SOURCE EXTRACT:
* * *

Tuesday, August 3, 2010

Do you remember the time................No. No, I don't.

How many times in one day does it take for you to realize you need toilet paper in the bathroom, after you've already sat down to go? 3, apparently for me. Do you think I have rectified the situation, and walked my happy butt out to the laundry room where the huge Costco package of toilet paper is yet? That would be a no too, because I just thought of it again as I sat down to type. What have I been using all day when this has happened to me? Kind of a personal question to ask, don't you think? Pervert. But, since you asked, I'll tell you. I have an emergency supply of those flushable baby wipes hidden in my bathroom, because this same situation has come up one too many times, with the kids out of earshot, and me stuck on the loo. (I am part English, and that is what my people call it!) Don't tell them or Alan if you see them, because then I would really be out of luck and that's not something I want to think about. I'm not really sure why this particular conversation would come up, but you already asked about what I used to wipe with, so I have no idea what you choose to talk about with others. Maybe you could learn a little something about "personal boundaries", but what do I know? I'm just covering my butt-so to speak.
 
Now that that's out of the way........How was your day?
Today's projects. Miles' is on the end, Ben's holding it for the camera shy baby.
It's Tuesday, so it was Art Class day! I did remember to bring my camera today, but did not remember to take any pictures. If you read my blog, this will not surprise you at all. We made dream catchers, and though the Mom's and I did a good chunk of the work, the kids were all pretty happy with the outcomes. My children's are proudly displayed on their bedroom walls, except for Ben's. His is in the Family Room, where he is planning to sleep, I guess. So not gonna happen.

We also did this at Redwood Park, which is a new park-to me, and I love it! It is close to home, and the equipment is all pretty new. So no bird poo, swearing teenagers, throngs of out of control children (even mine were on their best behavior!!), and there was a mom there that was blowing bubbles for our kids while we were otherwise employed. It was awesome. Alan even took the boys there again tonight. They loved it, and I am glad that we had the chance to find it.

* * *

GIVEN ENTRIES:
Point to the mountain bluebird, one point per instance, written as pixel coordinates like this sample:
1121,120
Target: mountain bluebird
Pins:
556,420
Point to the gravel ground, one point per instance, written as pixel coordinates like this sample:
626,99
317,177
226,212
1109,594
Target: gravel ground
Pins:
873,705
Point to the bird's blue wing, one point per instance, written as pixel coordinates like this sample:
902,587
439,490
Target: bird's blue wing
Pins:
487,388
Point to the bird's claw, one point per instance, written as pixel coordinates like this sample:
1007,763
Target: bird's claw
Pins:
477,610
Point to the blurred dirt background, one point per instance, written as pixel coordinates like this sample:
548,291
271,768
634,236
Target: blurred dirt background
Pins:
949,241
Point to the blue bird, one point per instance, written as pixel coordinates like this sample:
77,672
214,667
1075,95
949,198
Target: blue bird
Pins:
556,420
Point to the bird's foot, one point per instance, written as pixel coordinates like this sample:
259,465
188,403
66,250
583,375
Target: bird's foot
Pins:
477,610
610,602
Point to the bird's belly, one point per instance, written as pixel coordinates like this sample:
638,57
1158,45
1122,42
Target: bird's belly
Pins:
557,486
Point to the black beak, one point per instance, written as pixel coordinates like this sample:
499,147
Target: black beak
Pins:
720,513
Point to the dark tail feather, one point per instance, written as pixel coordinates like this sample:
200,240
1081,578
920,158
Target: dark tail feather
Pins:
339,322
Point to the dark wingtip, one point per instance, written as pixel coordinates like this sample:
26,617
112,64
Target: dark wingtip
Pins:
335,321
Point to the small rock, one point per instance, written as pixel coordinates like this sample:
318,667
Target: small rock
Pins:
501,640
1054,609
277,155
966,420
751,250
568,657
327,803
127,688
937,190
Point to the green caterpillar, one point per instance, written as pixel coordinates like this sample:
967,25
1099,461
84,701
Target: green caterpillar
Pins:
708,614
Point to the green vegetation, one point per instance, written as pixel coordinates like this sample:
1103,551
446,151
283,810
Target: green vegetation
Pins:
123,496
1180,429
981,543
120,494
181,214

* * *

GIVEN TASK: Please write out the blog post again, beginning at the words "Today's projects. Miles'" and stopping after "not gonna happen.", but change "dream catchers" to "wind chimes". The material plays no part in this work.

EXERCISE SOLUTION:
Today's projects. Miles' is on the end, Ben's holding it for the camera shy baby.
It's Tuesday, so it was Art Class day! I did remember to bring my camera today, but did not remember to take any pictures. If you read my blog, this will not surprise you at all. We made wind chimes, and though the Mom's and I did a good chunk of the work, the kids were all pretty happy with the outcomes. My children's are proudly displayed on their bedroom walls, except for Ben's. His is in the Family Room, where he is planning to sleep, I guess. So not gonna happen.